**RECORD EXCERPTS:**
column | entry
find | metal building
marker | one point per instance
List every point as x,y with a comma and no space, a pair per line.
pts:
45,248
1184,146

**TASK DETAILS:**
Reproduce the data above line for line, changing nothing.

**THE OUTPUT:**
column | entry
find | metal building
marker | one point per instance
List every point as x,y with a comma and no space, a pair per line.
pts:
45,248
1184,146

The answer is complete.